- ENTRI YANG DIBERIKAN -
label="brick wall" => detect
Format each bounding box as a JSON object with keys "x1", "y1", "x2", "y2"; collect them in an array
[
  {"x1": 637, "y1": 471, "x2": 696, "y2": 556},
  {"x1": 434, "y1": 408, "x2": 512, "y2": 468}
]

- YANG HARUS DIBUAT -
Kumpulkan setiap baris dari entri di atas yang memuat kata "object". Huruf besar dan huruf kecil dibedakan.

- HASIL AKHIR -
Format each bounding box as a JSON object with keys "x1", "y1", "x2", "y2"; collect them in an array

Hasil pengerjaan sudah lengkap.